__AIM__
Pick out each line of the material below that contains the word "shorts", and copy those lines.

[Records for identifying positions]
▼▼▼
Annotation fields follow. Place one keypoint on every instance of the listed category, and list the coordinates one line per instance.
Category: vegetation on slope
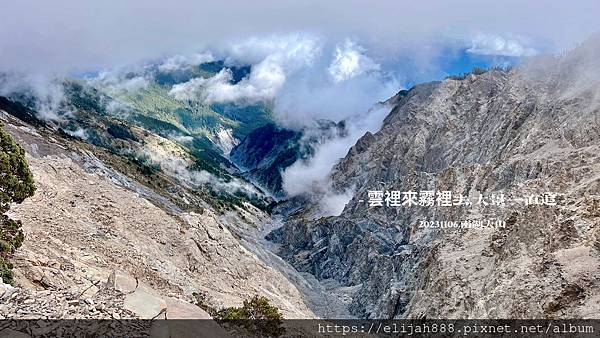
(16, 184)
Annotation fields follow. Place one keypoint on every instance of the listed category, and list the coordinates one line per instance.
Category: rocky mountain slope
(528, 131)
(89, 221)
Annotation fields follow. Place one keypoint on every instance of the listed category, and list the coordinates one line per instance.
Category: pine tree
(16, 184)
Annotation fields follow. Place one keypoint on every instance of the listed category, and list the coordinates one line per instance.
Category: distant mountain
(530, 131)
(267, 151)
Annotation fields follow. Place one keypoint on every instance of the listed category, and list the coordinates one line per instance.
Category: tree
(257, 316)
(16, 184)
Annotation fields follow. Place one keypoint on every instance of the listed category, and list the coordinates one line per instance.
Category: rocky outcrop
(87, 220)
(527, 131)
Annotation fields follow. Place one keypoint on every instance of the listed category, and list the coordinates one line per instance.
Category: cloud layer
(67, 35)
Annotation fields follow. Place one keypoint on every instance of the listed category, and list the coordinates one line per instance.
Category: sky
(312, 59)
(67, 35)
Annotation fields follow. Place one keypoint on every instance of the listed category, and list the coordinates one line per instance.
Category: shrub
(257, 316)
(16, 184)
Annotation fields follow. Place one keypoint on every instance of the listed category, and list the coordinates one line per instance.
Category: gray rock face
(531, 130)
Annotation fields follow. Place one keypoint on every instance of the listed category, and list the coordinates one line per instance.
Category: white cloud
(350, 61)
(118, 80)
(489, 44)
(180, 61)
(273, 59)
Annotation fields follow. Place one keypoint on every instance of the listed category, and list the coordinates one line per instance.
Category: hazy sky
(64, 35)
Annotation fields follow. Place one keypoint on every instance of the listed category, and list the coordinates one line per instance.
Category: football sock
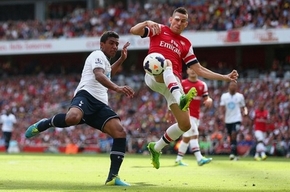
(56, 121)
(171, 134)
(234, 147)
(257, 154)
(117, 155)
(171, 83)
(260, 146)
(181, 150)
(195, 149)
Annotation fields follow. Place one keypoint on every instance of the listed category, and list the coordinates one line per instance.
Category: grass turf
(58, 172)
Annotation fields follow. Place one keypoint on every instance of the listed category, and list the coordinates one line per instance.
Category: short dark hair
(105, 36)
(181, 10)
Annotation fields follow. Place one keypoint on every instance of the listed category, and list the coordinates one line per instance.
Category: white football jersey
(88, 82)
(233, 104)
(7, 122)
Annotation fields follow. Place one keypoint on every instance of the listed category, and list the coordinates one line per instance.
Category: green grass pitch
(58, 172)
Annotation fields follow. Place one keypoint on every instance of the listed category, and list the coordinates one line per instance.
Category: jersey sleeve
(148, 32)
(97, 61)
(242, 103)
(222, 102)
(190, 58)
(205, 90)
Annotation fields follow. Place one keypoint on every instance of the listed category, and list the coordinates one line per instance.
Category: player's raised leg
(172, 84)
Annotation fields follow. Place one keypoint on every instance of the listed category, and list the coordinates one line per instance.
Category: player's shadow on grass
(151, 166)
(20, 185)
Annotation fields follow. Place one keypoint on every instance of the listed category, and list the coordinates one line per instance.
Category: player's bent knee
(114, 128)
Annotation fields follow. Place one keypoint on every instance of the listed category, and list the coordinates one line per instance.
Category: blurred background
(43, 46)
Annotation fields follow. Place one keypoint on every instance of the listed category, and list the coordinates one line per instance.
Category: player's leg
(172, 83)
(231, 134)
(61, 120)
(260, 146)
(7, 137)
(114, 128)
(183, 146)
(171, 134)
(194, 145)
(175, 130)
(233, 138)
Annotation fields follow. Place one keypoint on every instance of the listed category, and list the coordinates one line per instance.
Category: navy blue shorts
(96, 113)
(233, 127)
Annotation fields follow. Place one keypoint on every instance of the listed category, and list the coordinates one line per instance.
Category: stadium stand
(207, 15)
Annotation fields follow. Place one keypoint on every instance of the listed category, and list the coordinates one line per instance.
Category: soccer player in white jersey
(190, 137)
(177, 50)
(8, 121)
(232, 105)
(90, 102)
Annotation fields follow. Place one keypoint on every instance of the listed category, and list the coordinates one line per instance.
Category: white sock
(256, 154)
(171, 134)
(195, 148)
(171, 83)
(181, 150)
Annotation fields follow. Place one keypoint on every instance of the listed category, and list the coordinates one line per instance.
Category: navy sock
(117, 154)
(56, 121)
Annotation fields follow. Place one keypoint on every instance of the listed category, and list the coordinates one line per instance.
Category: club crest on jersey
(98, 61)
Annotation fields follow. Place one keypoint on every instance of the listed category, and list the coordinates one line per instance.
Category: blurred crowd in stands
(145, 116)
(204, 15)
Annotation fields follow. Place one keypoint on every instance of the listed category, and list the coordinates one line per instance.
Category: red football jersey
(202, 90)
(174, 47)
(260, 120)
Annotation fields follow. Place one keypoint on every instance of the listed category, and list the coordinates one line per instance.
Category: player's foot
(264, 157)
(154, 155)
(187, 98)
(257, 158)
(117, 181)
(32, 130)
(204, 160)
(232, 157)
(180, 163)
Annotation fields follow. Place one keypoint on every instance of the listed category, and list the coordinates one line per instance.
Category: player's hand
(124, 52)
(208, 103)
(128, 91)
(233, 76)
(154, 27)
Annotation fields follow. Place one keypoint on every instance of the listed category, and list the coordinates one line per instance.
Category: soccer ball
(154, 64)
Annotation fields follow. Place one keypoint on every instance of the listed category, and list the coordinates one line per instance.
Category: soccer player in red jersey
(168, 41)
(190, 138)
(261, 119)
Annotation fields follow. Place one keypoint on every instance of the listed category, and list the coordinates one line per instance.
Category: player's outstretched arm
(139, 29)
(208, 74)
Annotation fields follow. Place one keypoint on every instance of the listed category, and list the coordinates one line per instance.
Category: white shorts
(260, 135)
(162, 88)
(194, 127)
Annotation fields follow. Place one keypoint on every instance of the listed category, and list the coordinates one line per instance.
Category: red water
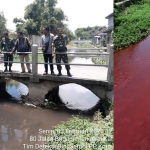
▲▲▲
__EXPECTED ANSWER__
Category: navy blue shorts
Category: white shorts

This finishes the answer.